• 課題:
次の(a)〜(c)が下の本文の内容と合っているかを「はい」か「いいえ」で答え、判断の根拠となる本文の語句をそのまま引用しなさい。
(a) 大阪高裁は、1審とは異なり、男性の請求を退けた。
(b) 「難民の地位に関する条約(1951年)」は、昭和56年10月15日に発効した。
(c) イスラム教では、同性愛に対する処刑方法は一つに定まっている。

• 本文:
━━━━━━━━━━━━━━━━

下記の記事によると、「北アフリカの出身国で同性愛者だとして迫害され来日した30代男性が、日本政府の難民不認定処分の取り消しを求めた訴訟の控訴審で、大阪高裁は27日、1審に続き請求を認め、難民に該当すると判断した。 三木素子裁判長は判決理由で「帰国すれば同性愛者であることを理由に、拘束や訴追を受ける恐れがあると評価すべきだ」と指摘した。」
昭和56年(1981年)10月15日発効の「難民の地位に関する条約(1951年)」第1条は、難民とは「人種、宗教、国籍もしくは特定の社会的集団の構成員であることまたは政治的意見を理由に迫害を受けるおそれがあるという十分に理由のある恐怖を有するために、国籍国の外にいる者であって、その国籍国の保護を受けられない者またはそのような恐怖を有するためにその国籍国の保護を受けることを望まない者」をいうと定義している。
令和5年3月 出入国在留管理庁『難民該当性判断の手引』によれば、「性的マイノリティは、難民条約上の迫害理由にいう「特定の社会的集団 の構成員」に該当し得る。」とされている(10頁)。
そして、「国籍国等において、ジェンダーを理由として、伝統的・文化的な規範又 は慣行に基づき、生命、身体又は自由の侵害又は抑圧及びその他の人権 の重大な侵害(例えば、FGM等の身体に対する侵害・暴力)を受けるお それがある集団に属する者は、特定の社会的集団の構成員であることを 理由に迫害を受けるおそれがあるという十分に理由のある恐怖を有する 者に該当し得る。」とされている(12頁)。
イスラム教では、婚姻関係にある者同士(つまり夫婦)の性交以外は禁止されている。婚前交渉や姦通と同様、同性愛は、イスラム共同体を破壊しかねない重罪とされている。特に男色については、死刑とする説が有力だ。ただし、処刑方法に関しては、石打ち刑(これは姦通罪と同じ)、火刑、あるいは町で最も高い建物から真っ逆さまに突き落とすなど、諸説ある。

━━━━━━━━━━━━━━━━

• 提供資料:
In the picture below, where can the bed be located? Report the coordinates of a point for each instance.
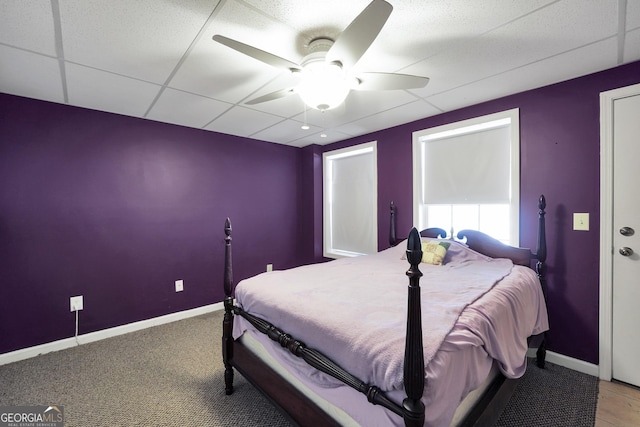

━━━━━━━━━━━━━━━━

• 解答:
(a) いいえ。「1審に続き請求を認め、難民に該当すると判断した」
(b) はい。「昭和56年(1981年)10月15日発効の「難民の地位に関する条約(1951年)」」
(c) いいえ。「処刑方法に関しては、石打ち刑(これは姦通罪と同じ)、火刑、あるいは町で最も高い建物から真っ逆さまに突き落とすなど、諸説ある」